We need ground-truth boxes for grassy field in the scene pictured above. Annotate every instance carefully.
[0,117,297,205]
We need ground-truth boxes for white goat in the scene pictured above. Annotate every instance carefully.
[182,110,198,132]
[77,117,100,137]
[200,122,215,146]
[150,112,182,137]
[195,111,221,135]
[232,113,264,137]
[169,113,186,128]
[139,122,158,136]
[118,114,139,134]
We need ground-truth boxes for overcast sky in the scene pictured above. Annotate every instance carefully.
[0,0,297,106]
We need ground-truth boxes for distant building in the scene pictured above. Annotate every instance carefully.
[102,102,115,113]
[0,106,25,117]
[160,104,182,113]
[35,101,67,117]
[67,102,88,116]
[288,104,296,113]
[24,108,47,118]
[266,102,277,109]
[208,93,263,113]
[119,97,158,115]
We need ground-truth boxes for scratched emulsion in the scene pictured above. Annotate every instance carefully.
++++
▶ Objective:
Rewrite the lines above, from the line with "We need ground-truth boxes for white" to the line with "[118,114,139,134]", as a numbered list with blank lines omitted.

▶ Result of the task:
1. We need ground-truth boxes for white goat in the scene pictured above. Annotate every instance carefully.
2. [182,110,198,132]
3. [77,117,100,137]
4. [200,122,215,146]
5. [150,112,182,137]
6. [195,111,221,135]
7. [232,113,264,137]
8. [169,113,186,128]
9. [139,122,158,136]
10. [118,114,139,134]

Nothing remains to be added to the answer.